Direction: From the CityHash optimization post below, reproduce the passage starting at "After some selection" and ending at "speed things up.".

Optimization Project part 3 (SPO600)

After some selection and benchmarking, I am finally ready to try optimizing a piece of software as part of my Software Optimization and Portability course’s final project.

I noted in my project plan that CityHash, the hash function I chose to optimize, was already fairly optimized. It used O3 compiler flags, meaning that most of the free compiler optimizations were already made. The algorithm itself is also very complex and streamlined, such that rewriting it on a basic level is probably beyond my current ability. So my choice was to try and use SIMD instructions to vectorize the code, using assembler, or otherwise using assembler to speed things up.

But after reviewing the code further, I can see some issues with this too. There aren’t many long repetitive loops that would make vectorizing it a profitable venture (speed-wise). Loops are generally tied to string length, so the utility of doing that is also questionable. So here is my revised strategy:

  1. Try various compiler flags beyond O3
  2. Profile Guided Optimization
  3. Using another compiler
  4. If time is left over, try to speed things up in assembler

 

Compiler Flags

Flag combinations:

-march=native

This flag allows the compiler to use CPU architecture specific commands, mening it will not necessarily run the same on another CPU (unless you compile it again on that machine). This lowered the minimum time taken to run slightly, though made it less consistent. Instead of taking a minimum time of about 1101ms, it started to take about 1093ms as a minimum time. This is only a 0.7% decreased time to run in the best case, and the same speed or slightly worse a lot of the time.

-Ofast

This one got a similar speedup to -march=native on the high end, but is more consistent. With 1091ms as the minimum time, thats a 1.0% speedup. Still not amazing, but interesting for the relative ease.

This small speedup could be within error, but my strategy for minimizing error is to assume that on a machine with almost nothing running, the shortest time (if consistent) vaguely represents the “true runtime” on that machine under those conditions. This logic might not be perfect, but if a program is running consistently within a very tight duration I think this comparison is sane. Larger fluctuations are a different matter.

-Ofast -march=native

Combining the two does not seem to offer twice the speedup. I think I prefer the consistency of just having -Ofast here. -march=native doesn’t seem to add anything (still 1% speedup like in -Ofast), and just lowers the consistency, occasionally slowing it down by a good 10%.

-Ofast -fno-signed-zeros -fno-trapping-math

I included a few extra flags that are similar to -Ofast but not within -Ofast itself. There was no noticeable difference from the original -O3 suggested by Google.

–msse4.2

Remembering this as a suggested option from googles documentation, I tried to combine this and some of the previous flags in different combinations. Once again, no speedup was found.

-frename-registers and f-unroll-loops

I tried these separately, combined with -Ofast. Nothing special, once again. I think they depend on the code being a certain way to make a significant difference.

Data:
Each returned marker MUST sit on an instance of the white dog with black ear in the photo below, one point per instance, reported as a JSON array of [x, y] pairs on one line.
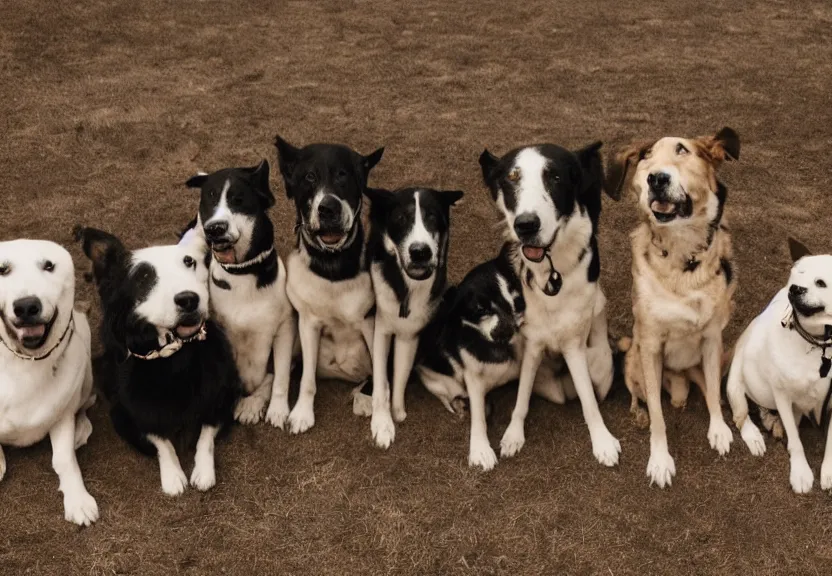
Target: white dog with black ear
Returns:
[[782, 362], [45, 367]]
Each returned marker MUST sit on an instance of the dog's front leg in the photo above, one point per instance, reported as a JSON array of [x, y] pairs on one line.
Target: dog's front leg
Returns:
[[204, 476], [302, 417], [515, 436], [605, 446], [79, 506], [282, 351], [174, 480], [403, 358], [800, 475], [660, 467], [719, 434], [381, 424]]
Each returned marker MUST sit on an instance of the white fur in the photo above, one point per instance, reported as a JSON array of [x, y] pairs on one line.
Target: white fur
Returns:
[[779, 370], [48, 396]]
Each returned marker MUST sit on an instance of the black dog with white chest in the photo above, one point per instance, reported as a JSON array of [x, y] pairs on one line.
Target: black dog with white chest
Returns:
[[329, 280], [410, 230], [174, 374]]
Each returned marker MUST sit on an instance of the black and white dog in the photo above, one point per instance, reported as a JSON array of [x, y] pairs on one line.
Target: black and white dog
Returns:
[[408, 250], [551, 200], [174, 372], [329, 280], [474, 345], [247, 284]]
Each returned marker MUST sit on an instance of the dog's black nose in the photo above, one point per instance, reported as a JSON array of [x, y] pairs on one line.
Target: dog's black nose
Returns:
[[658, 180], [795, 290], [330, 208], [216, 229], [187, 301], [28, 308], [526, 224], [420, 253]]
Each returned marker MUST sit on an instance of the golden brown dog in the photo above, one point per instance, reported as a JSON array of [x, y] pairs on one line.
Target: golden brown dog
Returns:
[[683, 280]]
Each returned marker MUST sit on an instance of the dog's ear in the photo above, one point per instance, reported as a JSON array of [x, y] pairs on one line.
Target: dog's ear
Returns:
[[798, 250], [621, 166], [259, 178], [369, 162], [105, 251]]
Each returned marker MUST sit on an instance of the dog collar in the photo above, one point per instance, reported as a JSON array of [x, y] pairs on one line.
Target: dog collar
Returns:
[[823, 344], [172, 347], [68, 332], [241, 267]]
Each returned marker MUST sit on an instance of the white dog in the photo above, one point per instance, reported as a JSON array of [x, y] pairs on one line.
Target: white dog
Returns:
[[782, 363], [45, 367]]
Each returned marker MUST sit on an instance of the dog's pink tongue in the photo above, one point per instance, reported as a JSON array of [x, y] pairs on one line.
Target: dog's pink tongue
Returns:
[[31, 331], [533, 253]]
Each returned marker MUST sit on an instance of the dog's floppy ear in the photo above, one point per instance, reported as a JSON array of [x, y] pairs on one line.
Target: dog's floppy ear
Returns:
[[621, 166], [798, 250]]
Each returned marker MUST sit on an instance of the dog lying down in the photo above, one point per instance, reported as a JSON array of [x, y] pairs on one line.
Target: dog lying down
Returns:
[[782, 362], [175, 375], [45, 368]]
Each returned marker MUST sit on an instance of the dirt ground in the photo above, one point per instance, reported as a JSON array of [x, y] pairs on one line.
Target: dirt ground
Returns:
[[106, 108]]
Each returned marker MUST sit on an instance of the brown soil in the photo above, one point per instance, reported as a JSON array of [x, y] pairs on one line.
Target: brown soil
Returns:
[[108, 107]]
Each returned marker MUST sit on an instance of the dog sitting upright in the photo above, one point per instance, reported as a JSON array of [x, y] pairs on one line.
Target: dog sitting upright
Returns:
[[329, 280], [782, 362], [45, 367], [247, 284], [174, 371], [408, 250], [683, 280], [551, 200]]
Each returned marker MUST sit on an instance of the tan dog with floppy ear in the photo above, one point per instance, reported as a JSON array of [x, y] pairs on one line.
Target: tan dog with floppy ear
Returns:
[[683, 280]]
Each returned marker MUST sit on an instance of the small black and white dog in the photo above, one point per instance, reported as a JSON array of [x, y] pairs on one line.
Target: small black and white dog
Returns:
[[174, 372], [408, 251], [474, 345], [329, 280], [551, 200], [247, 285]]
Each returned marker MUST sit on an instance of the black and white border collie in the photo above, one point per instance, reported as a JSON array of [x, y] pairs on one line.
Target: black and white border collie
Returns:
[[174, 373], [329, 280], [247, 285], [474, 345], [408, 250], [551, 200]]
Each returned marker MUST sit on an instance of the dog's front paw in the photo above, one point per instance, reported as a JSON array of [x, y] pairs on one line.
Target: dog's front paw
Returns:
[[249, 409], [605, 447], [203, 476], [482, 454], [174, 481], [384, 431], [800, 475], [719, 435], [278, 412], [661, 468], [80, 508], [301, 418], [752, 438], [512, 441]]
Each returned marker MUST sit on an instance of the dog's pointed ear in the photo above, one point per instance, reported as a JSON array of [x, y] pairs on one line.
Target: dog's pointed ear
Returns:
[[369, 162], [797, 249], [260, 181], [620, 169], [197, 181]]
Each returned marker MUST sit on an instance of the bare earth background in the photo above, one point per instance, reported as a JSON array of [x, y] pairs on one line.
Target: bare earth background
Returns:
[[107, 107]]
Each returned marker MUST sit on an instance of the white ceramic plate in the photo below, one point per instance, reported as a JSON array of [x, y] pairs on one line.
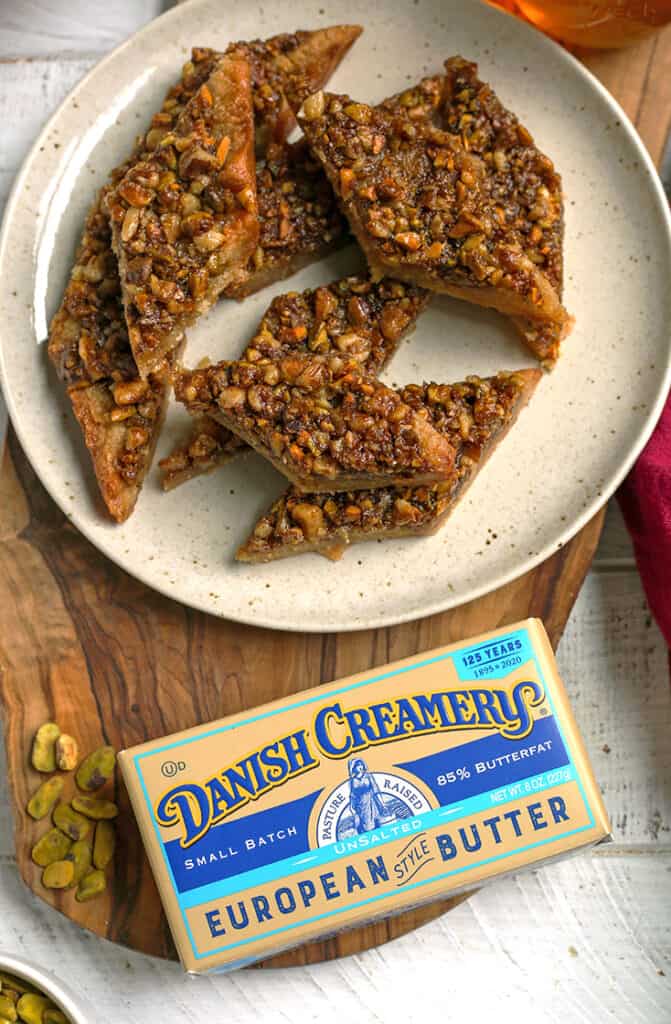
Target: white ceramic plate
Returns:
[[572, 446]]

In response:
After some selection and benchmarking, I am finally ready to try optimizing a piece of software as part of my Software Optimization and Portability course’s final project.

I noted in my project plan that CityHash, the hash function I chose to optimize, was already fairly optimized. It used O3 compiler flags, meaning that most of the free compiler optimizations were already made. The algorithm itself is also very complex and streamlined, such that rewriting it on a basic level is probably beyond my current ability. So my choice was to try and use SIMD instructions to vectorize the code, using assembler, or otherwise using assembler to speed things up.